_What is expected_: Output each record below exactly, leaving any picture out of the copy.

── Supplied material ──

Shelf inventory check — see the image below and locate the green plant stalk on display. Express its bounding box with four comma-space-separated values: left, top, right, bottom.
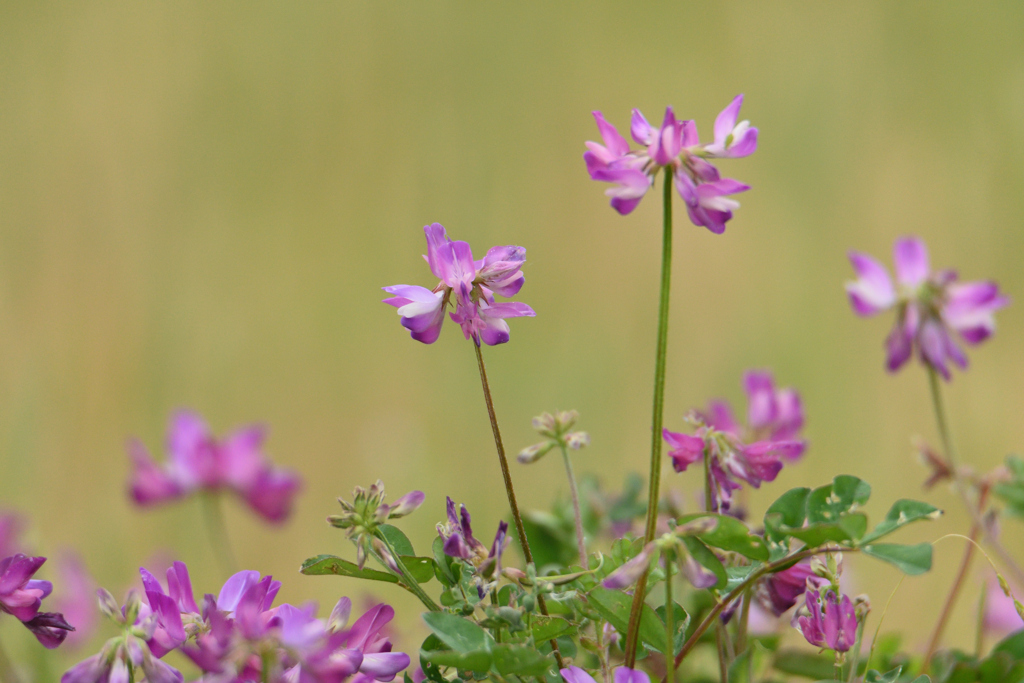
594, 619, 612, 683
665, 555, 675, 683
845, 615, 867, 683
705, 446, 731, 679
736, 586, 752, 662
473, 343, 565, 670
200, 492, 238, 575
624, 165, 675, 668
975, 580, 988, 658
374, 530, 442, 612
559, 444, 588, 567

───

_Answer area_:
Shelf inventory check — see the image below and locate the green plant stalk on display. Express its bounding box with four comma-space-separated values: left, top, right, bottom.
594, 619, 612, 683
665, 555, 675, 683
845, 615, 867, 683
705, 446, 731, 679
736, 586, 752, 662
473, 343, 565, 670
200, 492, 238, 575
624, 165, 675, 668
975, 580, 988, 658
374, 530, 442, 612
559, 444, 588, 567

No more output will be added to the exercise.